Travail demandé: Reproduisez à l'identique le passage du texte sur le soldat augmenté qui commence aux mots « En France, le » et s'arrête après « sont-elles autorisées ? ».

Texte à lire:
╭──

En France, le comité d’éthique de la défense a rendu son « avis portant sur le soldat augmenté ». La ministre des armées y a répondu. Que retenir de ces annonces ? Les technologies invasives sont-elles autorisées ?

La ministre a été très claire. Elle a mis fin, je cite « à tout fantasme ». Les évolutions invasives « ne sont pas à l’agenda des armées françaises ». Elle a également souligné que le contenu du rapport du comité d’éthique avait l’avantage de poser un cadre pour préciser les enjeux et les limites. Certains principes éthiques sont avancés, comme celui du consentement du soldat face à l’augmentation qui lui est proposé, de la garantie de la santé du militaire ou du principe de réversibilité. L’effet de l’augmentation devra avoir disparu lors du retour à la vie civile.

La France sera-t-elle contrainte malgré tout de s’engager sur le terrain des soldats augmentés pour rester compétitive face aux autres puissances ?

L’avenir le dira. La France, pour le coup, pose le problème et propose une solution. Sera-t-elle suivie ? Que se passera t’il si la situation évolue brutalement dans un sens défavorable à nos intérêts ? A mon sens, si la porte est aujourd’hui bien fermée, la clé n’est pas égarée. Le comité d’éthique estime par exemple qu’il est impératif de ne pas inhiber la recherche pour éviter tout décrochage capacitaire et qu’un bilan périodique de son avis doit être régulièrement effectué. La ministre a d’ailleurs confirmé que cet avis « n’était pas gravé dans le marbre ».

╰──

Extrait d'un jeu de données:
╭──

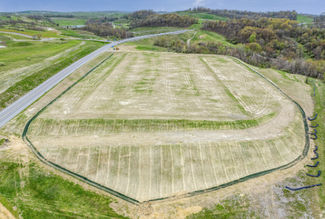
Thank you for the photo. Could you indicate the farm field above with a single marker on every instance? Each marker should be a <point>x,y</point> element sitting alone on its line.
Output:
<point>33,32</point>
<point>36,62</point>
<point>157,125</point>
<point>202,15</point>
<point>68,21</point>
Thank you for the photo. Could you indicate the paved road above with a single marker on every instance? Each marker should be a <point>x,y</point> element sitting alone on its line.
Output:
<point>14,109</point>
<point>20,34</point>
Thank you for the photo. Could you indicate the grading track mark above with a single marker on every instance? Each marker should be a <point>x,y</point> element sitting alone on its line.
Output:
<point>124,197</point>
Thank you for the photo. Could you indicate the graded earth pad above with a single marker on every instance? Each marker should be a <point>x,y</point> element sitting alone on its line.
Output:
<point>157,125</point>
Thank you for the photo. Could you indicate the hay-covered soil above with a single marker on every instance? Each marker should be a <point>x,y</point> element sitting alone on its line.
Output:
<point>155,125</point>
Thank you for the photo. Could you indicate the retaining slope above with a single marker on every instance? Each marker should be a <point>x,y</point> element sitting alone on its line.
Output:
<point>190,194</point>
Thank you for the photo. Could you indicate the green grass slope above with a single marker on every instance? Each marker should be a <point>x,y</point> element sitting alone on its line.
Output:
<point>202,15</point>
<point>40,194</point>
<point>304,19</point>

╰──

Réponse:
En France, le comité d’éthique de la défense a rendu son « avis portant sur le soldat augmenté ». La ministre des armées y a répondu. Que retenir de ces annonces ? Les technologies invasives sont-elles autorisées ?